Every entry is to be written out word for word.

Recorded data

────

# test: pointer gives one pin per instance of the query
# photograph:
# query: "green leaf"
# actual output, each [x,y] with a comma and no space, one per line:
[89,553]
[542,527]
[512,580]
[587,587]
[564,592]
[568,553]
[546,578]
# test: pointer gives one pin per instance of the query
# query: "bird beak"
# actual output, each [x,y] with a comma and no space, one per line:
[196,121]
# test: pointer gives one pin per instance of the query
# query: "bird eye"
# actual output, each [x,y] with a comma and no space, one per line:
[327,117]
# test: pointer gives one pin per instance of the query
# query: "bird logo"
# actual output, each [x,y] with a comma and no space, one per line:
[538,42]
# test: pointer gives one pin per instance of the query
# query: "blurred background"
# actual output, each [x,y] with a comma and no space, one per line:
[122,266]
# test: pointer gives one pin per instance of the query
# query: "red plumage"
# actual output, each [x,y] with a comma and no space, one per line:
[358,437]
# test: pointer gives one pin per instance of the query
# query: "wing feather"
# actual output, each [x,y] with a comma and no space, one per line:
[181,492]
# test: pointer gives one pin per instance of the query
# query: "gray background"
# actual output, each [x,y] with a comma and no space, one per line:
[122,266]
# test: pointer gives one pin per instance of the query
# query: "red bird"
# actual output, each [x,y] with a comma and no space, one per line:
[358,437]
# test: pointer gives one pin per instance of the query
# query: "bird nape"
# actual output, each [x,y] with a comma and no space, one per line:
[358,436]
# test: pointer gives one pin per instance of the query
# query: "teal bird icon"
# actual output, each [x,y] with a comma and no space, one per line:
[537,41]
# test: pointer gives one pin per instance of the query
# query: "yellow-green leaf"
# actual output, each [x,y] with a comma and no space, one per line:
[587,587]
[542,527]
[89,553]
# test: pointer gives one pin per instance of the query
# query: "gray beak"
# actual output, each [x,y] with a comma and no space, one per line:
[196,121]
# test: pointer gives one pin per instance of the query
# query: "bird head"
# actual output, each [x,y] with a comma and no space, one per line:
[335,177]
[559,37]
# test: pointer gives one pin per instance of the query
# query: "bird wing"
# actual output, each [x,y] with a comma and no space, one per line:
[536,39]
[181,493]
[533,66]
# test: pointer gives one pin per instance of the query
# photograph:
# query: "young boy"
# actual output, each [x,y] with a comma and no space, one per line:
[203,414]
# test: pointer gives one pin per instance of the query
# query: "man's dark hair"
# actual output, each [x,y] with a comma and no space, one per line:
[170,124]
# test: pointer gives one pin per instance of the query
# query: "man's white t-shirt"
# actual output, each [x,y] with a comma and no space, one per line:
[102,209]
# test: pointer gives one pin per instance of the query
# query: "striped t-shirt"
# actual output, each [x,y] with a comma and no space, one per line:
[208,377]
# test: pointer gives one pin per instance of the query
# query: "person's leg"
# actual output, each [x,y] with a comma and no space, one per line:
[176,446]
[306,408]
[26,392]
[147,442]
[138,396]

────

Answer for this exercise >>
# test: pointer gives one pin per instance of the query
# photograph:
# query: "green leaf"
# actual output, each [x,y] with a comma and no space, one per line:
[89,553]
[542,527]
[512,580]
[587,587]
[564,592]
[568,553]
[546,578]
# test: pointer gives one pin per instance of the query
# query: "bird beak"
# actual output, each [x,y] with a comma and no space, one per line:
[196,121]
# test: pointer gives one pin per instance of the query
# query: "bird eye"
# actual output, each [x,y] with a comma and no space, one per line:
[327,117]
# test: pointer gives one pin per instance of the query
# query: "bird logo"
# actual output, each [x,y] with a comma and no space, one per line:
[538,42]
# test: pointer gives one pin per instance of the query
# query: "blurred background"
# actual output, each [x,y] with a comma and no space, one per line:
[122,266]
# test: pointer gives one pin per instance of the query
# query: "red plumage"
# actual output, each [x,y] with a comma and no space, one per line:
[358,437]
# test: pointer gives one pin per instance of the query
# query: "wing feather"
# actual output, each [x,y] with a comma and no space, one per line:
[181,492]
# test: pointer gives one pin per instance of the query
# query: "gray background"
# actual output, each [x,y] with a comma and no space, one per line:
[122,266]
# test: pointer gives one pin per instance of the query
# query: "red bird"
# actual output, each [x,y] with a comma and no space, one per line:
[358,437]
# test: pointer gives one pin per instance of the query
# query: "bird nape"
# actual output, each [x,y] with a comma and no space, one per line:
[358,436]
# test: pointer gives one pin per instance of the query
# query: "teal bird icon"
# actual output, each [x,y] with a comma and no space, one per line:
[537,41]
# test: pointer gives one pin per instance of the query
# query: "yellow-green leaf"
# actual output, each [x,y] with a comma and no space, one per line:
[587,587]
[542,527]
[89,553]
# test: pointer gives one pin per instance of the query
# query: "gray beak"
# actual output, each [x,y] with a comma and no space, one per line:
[196,121]
# test: pointer gives one pin per instance of the query
# query: "bird head"
# actual output, each [x,y] with a comma and no space, one per line:
[335,177]
[559,37]
# test: pointer gives one pin per instance of the query
# query: "bird wing"
# actual output, each [x,y] with a comma and no space, one per line:
[536,39]
[181,493]
[533,66]
# test: pointer gives one pin per instance of the query
# photograph:
# query: "young boy"
# actual output, each [x,y] with a comma and no space, one per line:
[203,414]
# test: pointer gives one pin per instance of the query
# query: "man's dark hair"
# actual output, each [x,y] with a comma and no space, one per line:
[170,124]
# test: pointer gives one pin per instance of the query
# query: "man's white t-shirt"
# actual output, each [x,y] with a comma and no space, one per line:
[102,209]
# test: pointer gives one pin per instance of the query
# query: "striped t-shirt"
# actual output, each [x,y] with a comma and no space, one per line:
[208,377]
# test: pointer gives one pin per instance of the query
# query: "person's leg"
# actual output, each [x,y] with a comma and no space, one per line:
[176,446]
[306,408]
[26,392]
[147,442]
[138,396]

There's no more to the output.